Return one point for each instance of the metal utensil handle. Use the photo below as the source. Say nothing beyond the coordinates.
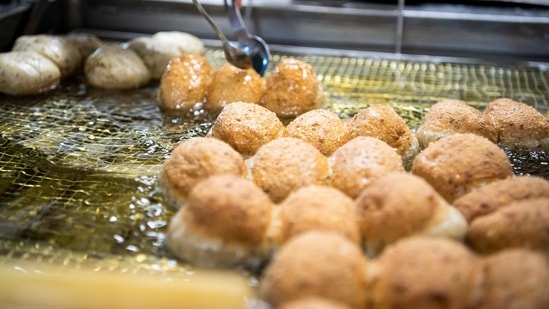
(236, 21)
(212, 23)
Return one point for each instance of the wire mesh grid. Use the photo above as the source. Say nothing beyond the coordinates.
(79, 167)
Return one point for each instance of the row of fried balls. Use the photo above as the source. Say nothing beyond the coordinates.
(347, 226)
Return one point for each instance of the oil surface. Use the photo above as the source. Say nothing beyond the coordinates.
(79, 166)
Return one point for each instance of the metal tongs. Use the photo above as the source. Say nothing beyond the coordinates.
(251, 50)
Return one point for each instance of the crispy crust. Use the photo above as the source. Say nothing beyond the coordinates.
(519, 225)
(399, 205)
(322, 128)
(286, 164)
(360, 161)
(316, 264)
(426, 272)
(453, 116)
(318, 208)
(518, 125)
(193, 161)
(184, 82)
(457, 164)
(231, 84)
(382, 122)
(246, 126)
(292, 89)
(500, 193)
(224, 223)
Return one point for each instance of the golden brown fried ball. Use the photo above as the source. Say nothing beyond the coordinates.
(223, 224)
(185, 81)
(318, 208)
(500, 193)
(231, 84)
(357, 163)
(313, 303)
(515, 279)
(292, 89)
(316, 264)
(453, 116)
(246, 126)
(193, 161)
(399, 205)
(457, 164)
(518, 225)
(518, 125)
(425, 272)
(322, 128)
(382, 122)
(287, 164)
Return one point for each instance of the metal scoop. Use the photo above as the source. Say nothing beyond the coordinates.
(251, 51)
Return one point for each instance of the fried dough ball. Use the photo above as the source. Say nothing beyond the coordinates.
(114, 67)
(223, 224)
(425, 272)
(27, 73)
(56, 48)
(86, 43)
(399, 205)
(157, 50)
(453, 116)
(184, 83)
(322, 128)
(318, 208)
(287, 164)
(231, 84)
(515, 279)
(313, 303)
(500, 193)
(194, 160)
(292, 89)
(518, 125)
(246, 126)
(316, 264)
(518, 225)
(457, 164)
(382, 122)
(357, 163)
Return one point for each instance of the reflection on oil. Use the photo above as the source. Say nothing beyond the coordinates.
(79, 166)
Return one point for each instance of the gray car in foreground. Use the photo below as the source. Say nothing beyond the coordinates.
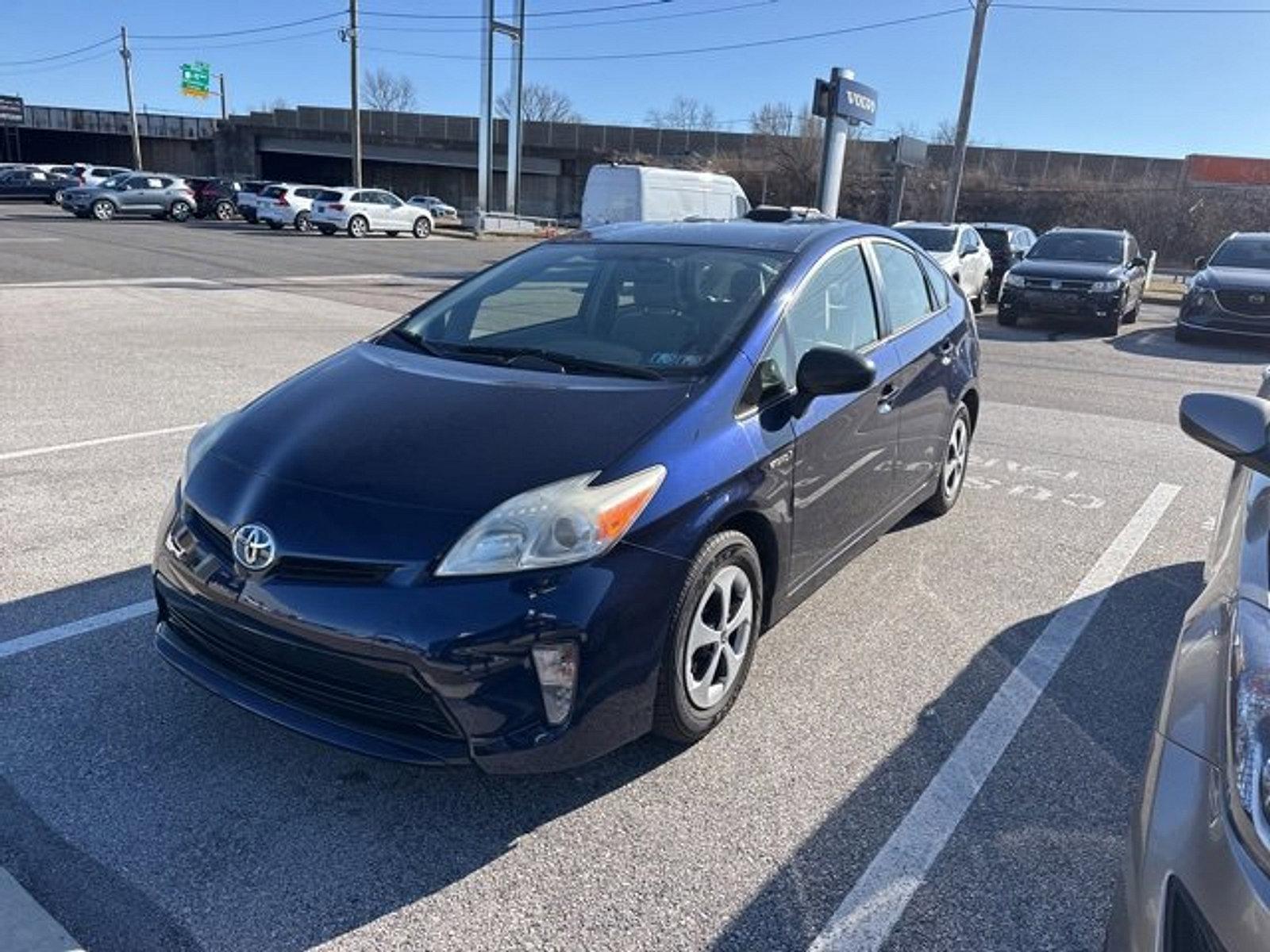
(1198, 873)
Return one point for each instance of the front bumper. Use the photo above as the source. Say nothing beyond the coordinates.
(423, 670)
(1072, 304)
(1187, 871)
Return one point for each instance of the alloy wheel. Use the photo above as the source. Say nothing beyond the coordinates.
(954, 466)
(719, 638)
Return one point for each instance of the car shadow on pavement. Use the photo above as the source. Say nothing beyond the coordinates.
(1160, 342)
(1034, 861)
(146, 814)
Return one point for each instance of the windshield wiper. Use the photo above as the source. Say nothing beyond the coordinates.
(565, 362)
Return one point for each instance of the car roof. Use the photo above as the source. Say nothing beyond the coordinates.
(1109, 232)
(740, 232)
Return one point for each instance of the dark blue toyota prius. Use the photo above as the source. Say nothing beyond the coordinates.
(552, 508)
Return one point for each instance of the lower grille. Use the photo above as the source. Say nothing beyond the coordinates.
(1253, 304)
(361, 691)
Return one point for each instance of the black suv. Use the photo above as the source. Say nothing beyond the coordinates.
(1090, 273)
(1007, 244)
(215, 198)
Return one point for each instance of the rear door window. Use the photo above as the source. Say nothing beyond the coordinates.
(903, 286)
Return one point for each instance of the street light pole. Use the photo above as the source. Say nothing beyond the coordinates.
(225, 106)
(133, 108)
(963, 120)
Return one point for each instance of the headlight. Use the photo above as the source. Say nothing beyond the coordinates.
(1250, 727)
(560, 524)
(202, 442)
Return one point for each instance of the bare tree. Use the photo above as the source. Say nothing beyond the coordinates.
(387, 92)
(539, 103)
(685, 113)
(772, 120)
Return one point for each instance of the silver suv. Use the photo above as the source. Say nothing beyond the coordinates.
(156, 194)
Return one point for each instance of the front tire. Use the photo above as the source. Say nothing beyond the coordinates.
(711, 641)
(956, 456)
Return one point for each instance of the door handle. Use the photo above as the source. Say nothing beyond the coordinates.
(887, 397)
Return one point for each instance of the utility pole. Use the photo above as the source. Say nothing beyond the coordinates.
(963, 120)
(355, 93)
(133, 109)
(835, 148)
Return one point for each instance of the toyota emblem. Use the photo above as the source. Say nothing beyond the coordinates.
(254, 547)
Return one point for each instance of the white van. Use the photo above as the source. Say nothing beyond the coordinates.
(645, 194)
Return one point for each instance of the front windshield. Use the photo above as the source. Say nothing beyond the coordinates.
(996, 240)
(1079, 247)
(647, 310)
(930, 239)
(1242, 253)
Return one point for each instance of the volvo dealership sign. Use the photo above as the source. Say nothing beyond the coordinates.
(12, 112)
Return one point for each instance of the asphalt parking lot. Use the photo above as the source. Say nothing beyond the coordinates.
(852, 799)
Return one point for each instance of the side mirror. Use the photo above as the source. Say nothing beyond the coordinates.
(833, 370)
(1233, 424)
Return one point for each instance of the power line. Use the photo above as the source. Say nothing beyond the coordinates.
(262, 41)
(1090, 8)
(59, 56)
(243, 32)
(723, 48)
(571, 12)
(594, 25)
(48, 67)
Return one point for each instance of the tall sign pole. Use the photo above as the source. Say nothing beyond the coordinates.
(514, 122)
(844, 103)
(355, 93)
(133, 108)
(963, 120)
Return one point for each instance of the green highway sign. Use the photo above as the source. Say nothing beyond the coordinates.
(196, 79)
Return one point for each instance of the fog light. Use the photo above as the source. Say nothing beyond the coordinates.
(556, 666)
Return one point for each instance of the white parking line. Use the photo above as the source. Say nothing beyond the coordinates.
(38, 639)
(867, 917)
(98, 442)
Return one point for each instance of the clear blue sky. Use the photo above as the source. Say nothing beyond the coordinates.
(1115, 83)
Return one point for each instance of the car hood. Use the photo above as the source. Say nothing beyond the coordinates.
(1233, 278)
(404, 429)
(1073, 271)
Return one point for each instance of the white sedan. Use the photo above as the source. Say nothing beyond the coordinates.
(959, 251)
(360, 211)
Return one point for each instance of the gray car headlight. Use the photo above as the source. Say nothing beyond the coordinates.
(1250, 727)
(556, 524)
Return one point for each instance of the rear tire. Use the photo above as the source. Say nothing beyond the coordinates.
(711, 641)
(956, 456)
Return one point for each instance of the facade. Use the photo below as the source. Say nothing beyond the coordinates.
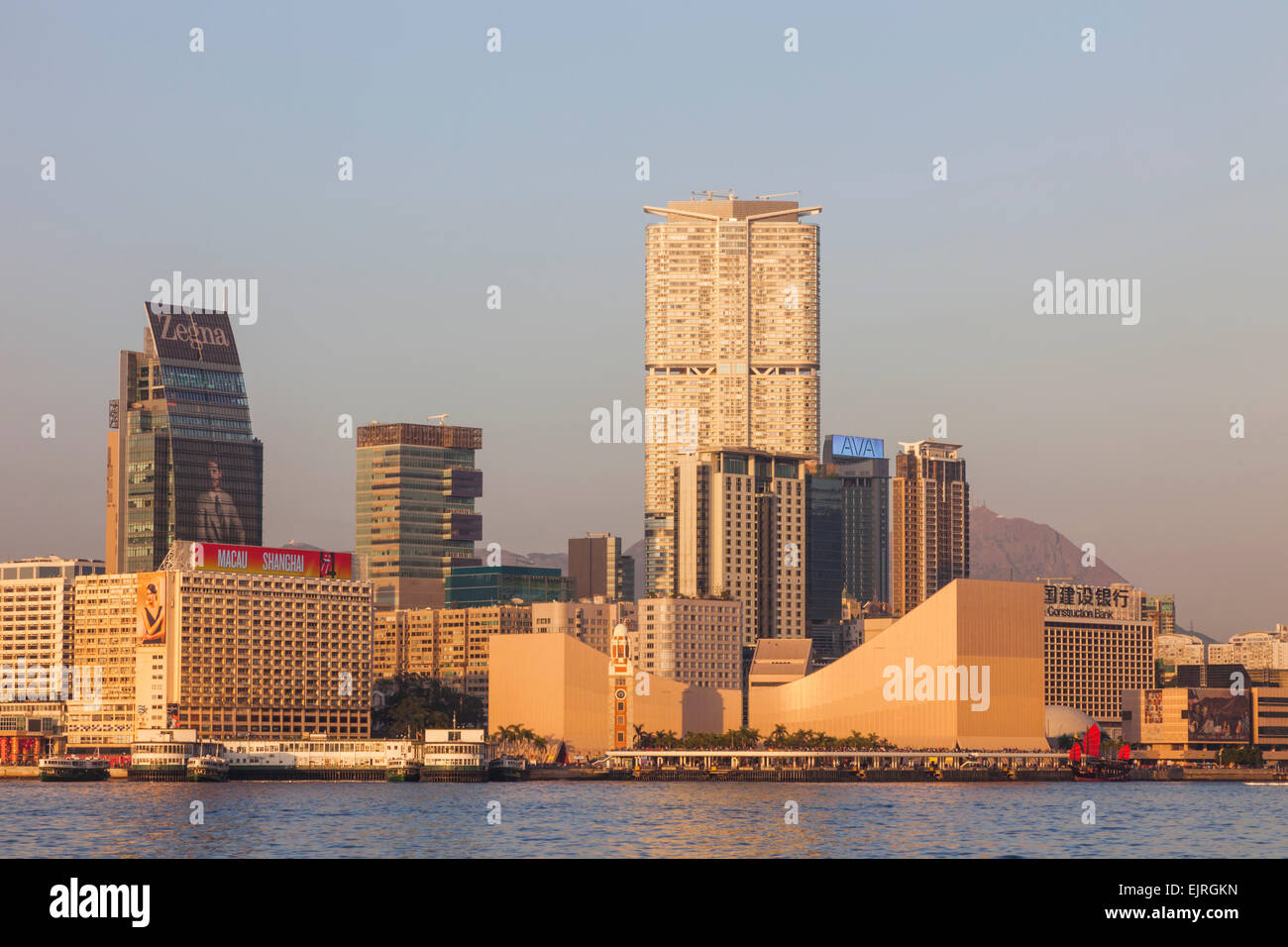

_ _ _ _ _

Task requirements. Could you output every line of the records above as a JSON list of strings, one string per line, skipping blank lines? Leave the pictures out of the answer.

Result.
[
  "Return one point for each instance of the metal utensil handle. Use the photo below as the source. Say nothing beyond the coordinates.",
  "(236, 21)",
  "(212, 23)",
  "Return one point for each instance of the wire mesh grid. Use the photo above as the source. Say nothing beyond the coordinates.",
  "(79, 167)",
  "Return one point for each instance of the row of fried balls. Use the photo above as the source. Say nothing beyond the coordinates.",
  "(347, 226)",
  "Return one point for each instance of the oil surface. Use the photo above as the source. Say nothing beyond the coordinates.",
  "(79, 166)",
  "Return one point for each instance of the metal tongs. Use the photo above as the source. Say nothing beyond the coordinates.",
  "(251, 50)",
  "Return one point for each instance of the crispy crust. Use the photo above as the source. Say nothing beyond the coordinates.",
  "(519, 225)",
  "(399, 205)",
  "(322, 128)",
  "(286, 164)",
  "(360, 161)",
  "(316, 264)",
  "(426, 272)",
  "(453, 116)",
  "(318, 208)",
  "(518, 125)",
  "(193, 161)",
  "(184, 82)",
  "(457, 164)",
  "(231, 84)",
  "(382, 122)",
  "(246, 126)",
  "(292, 89)",
  "(500, 193)",
  "(224, 223)",
  "Return one point for each instance of the golden brown fried ball. Use the photo above as the source. Say nothing beyond the coordinates.",
  "(223, 224)",
  "(185, 81)",
  "(318, 208)",
  "(500, 193)",
  "(231, 84)",
  "(357, 163)",
  "(313, 303)",
  "(515, 279)",
  "(292, 89)",
  "(316, 264)",
  "(453, 116)",
  "(246, 126)",
  "(193, 161)",
  "(399, 205)",
  "(457, 164)",
  "(518, 225)",
  "(518, 125)",
  "(425, 272)",
  "(322, 128)",
  "(382, 122)",
  "(287, 164)",
  "Return one point for each instance of the metal scoop. Use the photo above as the source. Say nothing beyond the coordinates.",
  "(251, 51)",
  "Return one point for each instance of the fried dough ball. Use the photo above as the source. Say nothing beyond the coordinates.",
  "(114, 67)",
  "(223, 224)",
  "(425, 272)",
  "(27, 73)",
  "(56, 48)",
  "(86, 43)",
  "(399, 205)",
  "(157, 50)",
  "(453, 116)",
  "(184, 83)",
  "(322, 128)",
  "(318, 208)",
  "(287, 164)",
  "(231, 84)",
  "(515, 279)",
  "(313, 303)",
  "(500, 193)",
  "(194, 160)",
  "(292, 89)",
  "(518, 125)",
  "(246, 126)",
  "(316, 264)",
  "(518, 225)",
  "(457, 164)",
  "(382, 122)",
  "(357, 163)",
  "Return one point for each instance of the reflection on oil. Use the photo above as the source. Say nothing beyond the coordinates.",
  "(79, 166)",
  "Return one point for each instance of the gray car in foreground. Use the photo below as the source. Say nothing beyond the coordinates.",
  "(1198, 873)",
  "Return one point for each instance of the front bumper. Use the photo above as the source. Say nothing beyond the coordinates.",
  "(423, 670)",
  "(1072, 304)",
  "(1187, 871)",
  "Return one point for each instance of the alloy wheel. Use the photo above as the source. Say nothing beyond the coordinates.",
  "(954, 466)",
  "(719, 638)",
  "Return one point for each instance of the car shadow on pavement. Use the photo above as the source. Say nothing beyond the coordinates.",
  "(1160, 342)",
  "(1034, 861)",
  "(146, 814)",
  "Return one point for each instance of the windshield wiper. Use the photo above as the source. Say nothing beyond the coordinates.",
  "(565, 362)",
  "Return one point for each instance of the car roof. Use the photo above as the source. Say nothing beyond the coordinates.",
  "(1109, 232)",
  "(740, 232)",
  "Return one point for each instance of the dark blue toyota prius. Use the photo above as the source. Say nothing beyond the coordinates.",
  "(552, 508)",
  "Return one point for each instance of the lower grille. Use the photo above as the source. Say nothing beyond the coordinates.",
  "(1253, 304)",
  "(361, 691)",
  "Return one point for each instance of the black suv. Use the photo above as the source. Say nothing beyond the coordinates.",
  "(1090, 273)",
  "(1007, 244)",
  "(215, 198)",
  "Return one point for each instance of the rear door window. Use the photo above as the source. Say nothing beyond the coordinates.",
  "(903, 286)",
  "Return one point for each instance of the street light pole. Use the photo above as the source. Say nothing beyond the coordinates.",
  "(225, 106)",
  "(133, 108)",
  "(963, 120)",
  "Return one point for each instance of the headlight. Use the photo above as the source. Say nothing beyond the coordinates.",
  "(1250, 727)",
  "(560, 524)",
  "(202, 442)",
  "Return one point for each instance of the bare tree. Use the photo above as the source. Say nothing beyond the coordinates.",
  "(387, 92)",
  "(539, 103)",
  "(685, 113)",
  "(772, 120)",
  "Return one point for each instance of the silver suv. Use the photo above as the source. Say nothing beyond the coordinates.",
  "(156, 194)",
  "Return one point for each instance of the front tire. Use the photo above as the source. Say nothing beyond the coordinates.",
  "(711, 641)",
  "(956, 456)",
  "Return one point for each instance of the door handle. Use the photo above as the source. Say nothing beyond the coordinates.",
  "(887, 397)",
  "Return one point for each instance of the utility pole. Use the photo above as the source. Say nothing beyond the coordinates.",
  "(963, 120)",
  "(355, 93)",
  "(133, 109)",
  "(835, 148)",
  "Return one point for each instance of the toyota emblem. Use the photo above as the source. Say nothing beyond the coordinates.",
  "(254, 547)",
  "Return one point for each instance of the white van. Use the photo above as the source. Say nothing beyond the coordinates.",
  "(645, 194)",
  "Return one point for each instance of the front windshield. Use the photo above as the source. Say nothing beyond the coordinates.",
  "(996, 240)",
  "(1079, 247)",
  "(647, 310)",
  "(930, 239)",
  "(1242, 253)",
  "Return one point for each instance of the volvo dealership sign. Use the photo above as the source. Say nothing beyond the coordinates.",
  "(12, 112)",
  "Return one point for each instance of the asphalt parking lot. Use the photo above as the source. Say nothing beyond the coordinates.",
  "(852, 799)",
  "Return one point for each instance of the side mirror. Use the photo above as the source. Say nothing beyond the coordinates.",
  "(833, 370)",
  "(1233, 424)",
  "Return one point for each instance of the power line. Use the photo above as the source. Say nothing beyond the coordinates.",
  "(262, 41)",
  "(1090, 8)",
  "(59, 56)",
  "(243, 32)",
  "(723, 48)",
  "(571, 12)",
  "(594, 25)",
  "(48, 67)",
  "Return one point for each instance of the tall sign pole. Use the photo above as the source. Say nothing beyond the coordinates.",
  "(514, 122)",
  "(844, 103)",
  "(355, 93)",
  "(133, 108)",
  "(963, 120)",
  "Return one point for each instance of the green highway sign. Use the photo above as the source. Say nothing beyond the coordinates.",
  "(196, 79)",
  "Return one point for each instance of the fog light. Use the photo above as the source. Say nothing beyond the coordinates.",
  "(556, 666)",
  "Return one point for each instance of the white parking line. Use the photo above as the source. Say nothing beyond the coordinates.",
  "(38, 639)",
  "(867, 917)",
  "(98, 442)",
  "Return one point for each instance of the clear blue sky. Use the photo above as the source. Say nothing beyond the coordinates.",
  "(1115, 83)",
  "Return one point for each instance of the car hood. Use the photo above as the source. Say nothing beyond the coordinates.",
  "(1233, 278)",
  "(404, 429)",
  "(1073, 271)",
  "Return one point for each instance of the white sedan. Use the photo above as the source. Say nothing beyond the coordinates.",
  "(959, 251)",
  "(360, 211)",
  "Return one point for each instance of the gray car headlight. Use the photo above as the source. Say nothing beyond the coordinates.",
  "(1250, 727)",
  "(556, 524)",
  "Return one point for each instance of the rear tire. Use the photo above as the source. Say nothing beyond the coordinates.",
  "(711, 641)",
  "(956, 456)",
  "Return one point for each instance of the facade. Use the photo below as the source. Say nothing beyond the coordinates."
]